Given exercise A »
In the rows below, reproduce every line from the beginning of the rows through the line containing "x=192, y=103", including both ends. Omit the pictures from your copy.

Living with the questions that really matter: part 3

This is the final reflection on the Jacob Needleman lecture that I listened to but I so like what he says including that we tend to live in such a small part of our psyche. He showed a sense of humour when commenting though that when delving into the depths we still need to keep conscious – the saying he used was a Sufi one: ‘trust in Allah but tie your camel first’. I think here he’s confirming the importance of the ego in keeping our feet on the ground.

The current reduction of everything to mindless processes…. and that includes the reduction of nature to the so-called facts of science denies that there is something greater. The something greater is nothing to do with religious dogma but it is the opening up the heart of the mind and our inner nature attracts the search for meaning in our lives though often we block it through superficial diversions.

Given exercise B »
Answer these questions about the reflection on the Jacob Needleman lecture above:
(i) What Sufi saying did he use about keeping conscious?
(ii) According to the writer, what is the something greater nothing to do with?
(iii) What often blocks the search for meaning in our lives?

Available data »
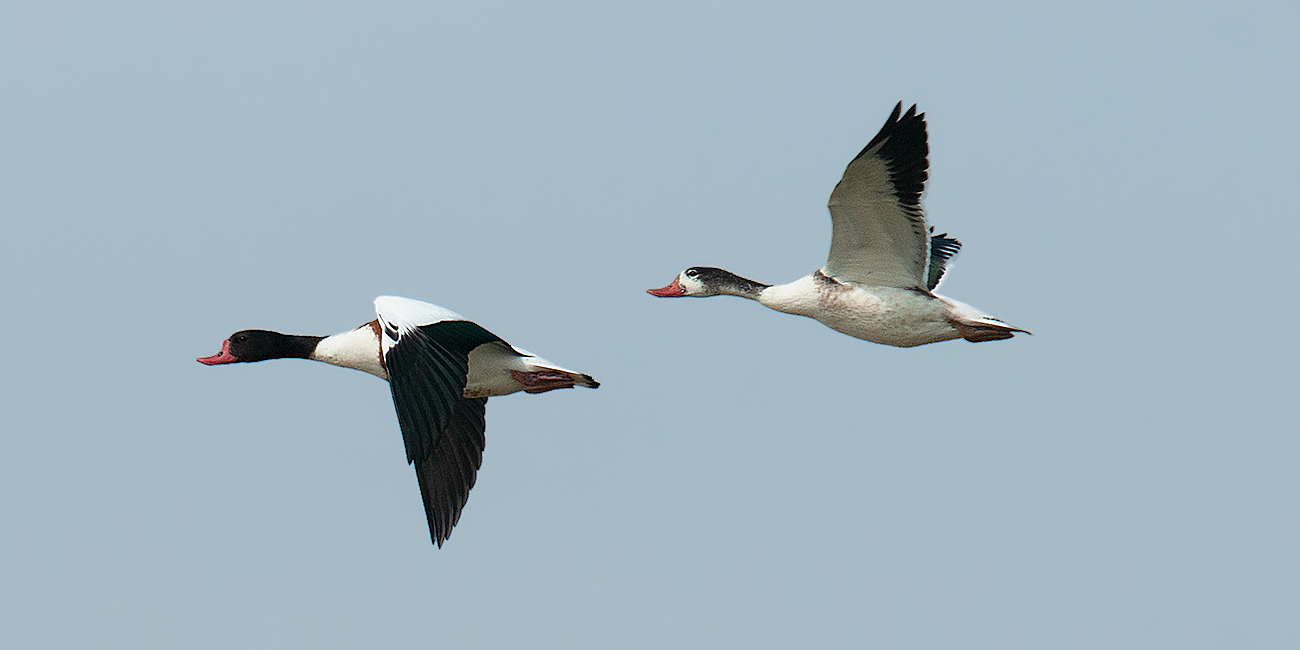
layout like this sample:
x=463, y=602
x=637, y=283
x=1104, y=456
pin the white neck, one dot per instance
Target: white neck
x=358, y=350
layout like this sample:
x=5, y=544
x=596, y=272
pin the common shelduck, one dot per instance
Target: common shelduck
x=441, y=369
x=885, y=261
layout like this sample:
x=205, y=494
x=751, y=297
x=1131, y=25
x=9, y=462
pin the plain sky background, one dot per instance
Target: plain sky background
x=1122, y=176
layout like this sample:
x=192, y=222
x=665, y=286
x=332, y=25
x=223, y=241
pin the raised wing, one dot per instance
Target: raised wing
x=880, y=235
x=450, y=471
x=941, y=248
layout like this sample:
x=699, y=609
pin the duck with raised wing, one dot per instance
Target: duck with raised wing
x=441, y=369
x=885, y=261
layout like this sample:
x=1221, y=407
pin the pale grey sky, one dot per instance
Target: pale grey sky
x=1121, y=176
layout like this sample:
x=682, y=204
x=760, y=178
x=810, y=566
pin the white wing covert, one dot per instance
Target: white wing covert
x=879, y=226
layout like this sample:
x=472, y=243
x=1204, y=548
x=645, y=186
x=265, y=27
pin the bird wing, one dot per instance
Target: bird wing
x=879, y=228
x=941, y=248
x=428, y=365
x=450, y=471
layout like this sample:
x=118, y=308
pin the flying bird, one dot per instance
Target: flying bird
x=885, y=261
x=441, y=369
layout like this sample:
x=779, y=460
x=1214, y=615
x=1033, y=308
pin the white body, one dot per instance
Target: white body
x=490, y=364
x=885, y=315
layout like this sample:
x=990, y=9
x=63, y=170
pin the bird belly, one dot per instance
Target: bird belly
x=889, y=316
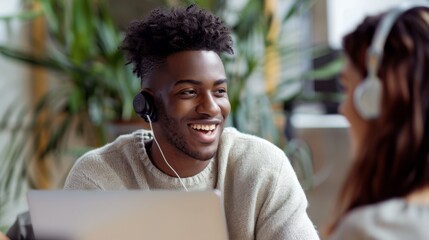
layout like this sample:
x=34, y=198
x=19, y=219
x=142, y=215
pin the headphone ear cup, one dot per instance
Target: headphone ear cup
x=367, y=98
x=144, y=106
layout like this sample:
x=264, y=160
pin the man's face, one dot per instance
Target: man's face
x=192, y=103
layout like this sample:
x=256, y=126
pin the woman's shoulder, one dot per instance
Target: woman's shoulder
x=391, y=219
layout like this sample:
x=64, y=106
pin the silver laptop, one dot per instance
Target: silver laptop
x=127, y=214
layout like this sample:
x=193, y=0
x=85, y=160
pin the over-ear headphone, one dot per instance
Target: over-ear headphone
x=367, y=96
x=144, y=106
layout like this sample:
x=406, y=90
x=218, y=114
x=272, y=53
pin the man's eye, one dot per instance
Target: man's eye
x=220, y=92
x=188, y=92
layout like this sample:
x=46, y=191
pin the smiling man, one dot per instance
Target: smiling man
x=176, y=55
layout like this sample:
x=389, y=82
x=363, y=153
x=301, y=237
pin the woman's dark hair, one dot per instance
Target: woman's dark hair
x=166, y=31
x=393, y=161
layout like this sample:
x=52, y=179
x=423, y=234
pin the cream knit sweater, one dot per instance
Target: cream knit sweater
x=262, y=196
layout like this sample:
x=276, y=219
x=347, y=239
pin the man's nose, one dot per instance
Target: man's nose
x=207, y=105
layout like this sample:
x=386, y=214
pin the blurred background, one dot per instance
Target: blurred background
x=64, y=88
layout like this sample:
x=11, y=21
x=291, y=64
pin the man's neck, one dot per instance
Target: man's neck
x=184, y=165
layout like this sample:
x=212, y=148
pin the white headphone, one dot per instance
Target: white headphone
x=367, y=96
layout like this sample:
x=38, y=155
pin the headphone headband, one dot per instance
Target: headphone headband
x=383, y=29
x=367, y=96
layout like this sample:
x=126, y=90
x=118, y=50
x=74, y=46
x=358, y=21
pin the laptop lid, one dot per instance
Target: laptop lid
x=127, y=214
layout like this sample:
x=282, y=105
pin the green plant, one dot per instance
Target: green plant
x=91, y=88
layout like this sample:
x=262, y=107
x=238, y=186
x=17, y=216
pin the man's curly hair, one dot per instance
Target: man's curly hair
x=149, y=41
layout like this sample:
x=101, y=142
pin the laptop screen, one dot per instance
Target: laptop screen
x=127, y=214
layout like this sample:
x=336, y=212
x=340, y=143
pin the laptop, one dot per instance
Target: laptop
x=127, y=214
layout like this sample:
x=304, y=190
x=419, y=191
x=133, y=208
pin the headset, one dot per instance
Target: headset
x=367, y=95
x=144, y=106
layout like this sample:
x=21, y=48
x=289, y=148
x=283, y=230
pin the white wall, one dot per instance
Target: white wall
x=344, y=15
x=14, y=87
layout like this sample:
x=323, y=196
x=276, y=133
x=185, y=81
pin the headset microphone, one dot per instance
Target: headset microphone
x=162, y=154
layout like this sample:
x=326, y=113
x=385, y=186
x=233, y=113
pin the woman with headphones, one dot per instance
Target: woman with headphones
x=386, y=81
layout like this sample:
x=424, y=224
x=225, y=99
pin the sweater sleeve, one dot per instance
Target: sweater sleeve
x=283, y=215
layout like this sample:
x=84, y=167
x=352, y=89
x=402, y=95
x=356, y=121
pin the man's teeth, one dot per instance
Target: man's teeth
x=209, y=127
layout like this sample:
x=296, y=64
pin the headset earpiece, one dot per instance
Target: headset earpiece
x=144, y=106
x=367, y=96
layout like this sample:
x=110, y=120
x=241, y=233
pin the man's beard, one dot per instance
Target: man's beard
x=169, y=127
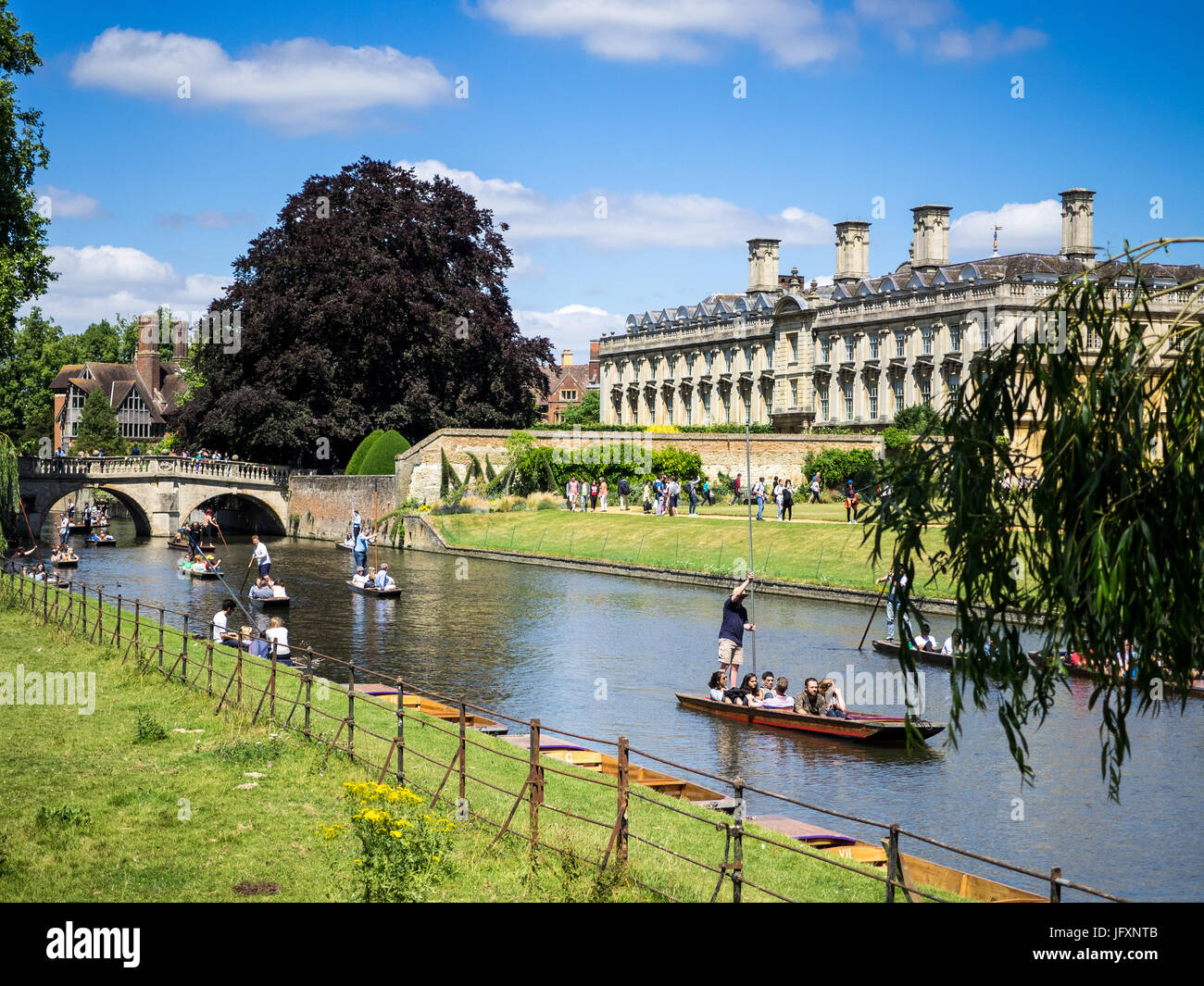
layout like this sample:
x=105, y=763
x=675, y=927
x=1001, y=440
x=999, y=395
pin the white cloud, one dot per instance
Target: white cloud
x=629, y=220
x=570, y=328
x=794, y=31
x=1026, y=228
x=986, y=43
x=302, y=85
x=65, y=204
x=100, y=281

Solution A »
layout like this sample:
x=463, y=602
x=637, y=283
x=1104, y=456
pin the white neck, one dot per instance
Target: white neck
x=358, y=350
layout like this sample:
x=5, y=544
x=596, y=272
pin the common shelduck, one dot per instance
Target: common shelduck
x=441, y=369
x=885, y=261
layout like this sample:
x=205, y=494
x=751, y=297
x=1131, y=25
x=9, y=462
pin the plain sky background, one dot per instance
Target: plain sky background
x=1122, y=176
layout like this sample:
x=192, y=222
x=665, y=286
x=332, y=25
x=223, y=241
pin the raised wing, one dot per instance
Target: raised wing
x=880, y=235
x=450, y=471
x=941, y=248
layout like this sample:
x=699, y=609
pin the duck with raised wing, one dot per instance
Target: duck with raised wing
x=441, y=369
x=885, y=261
layout like this sample:
x=1221, y=407
pin the pale grey sky, one dot per instance
Target: pale grey sky
x=1121, y=176
layout like this sample:
x=682, y=204
x=760, y=178
x=810, y=566
pin the white wing covert, one dot per instance
Target: white wing covert
x=879, y=226
layout like this sample:
x=472, y=243
x=1204, y=548
x=645, y=186
x=265, y=27
pin the bird wing, one dot per instance
Target: bird wing
x=879, y=228
x=941, y=248
x=428, y=365
x=450, y=471
layout like this sample:
x=118, y=308
pin the flying bird, one dot per instance
Target: flying bird
x=885, y=261
x=441, y=369
layout like this sample:
x=779, y=460
x=1214, y=615
x=1033, y=308
pin the white body, one dot per instance
Target: white body
x=490, y=364
x=885, y=315
layout like this sample:
x=990, y=9
x=63, y=170
pin the bird belly, one dot per instance
Target: bird belly
x=889, y=316
layout like this sample:
x=34, y=198
x=19, y=219
x=142, y=215
pin the headphone ear cup, one dot per instance
Target: headphone ear cup
x=367, y=98
x=144, y=106
layout like this sample:
x=264, y=160
pin the man's face, one dot per instance
Target: man's face
x=192, y=103

Solution B »
(i) 'Trust in Allah but tie your camel first.'
(ii) Religious dogma.
(iii) Superficial diversions.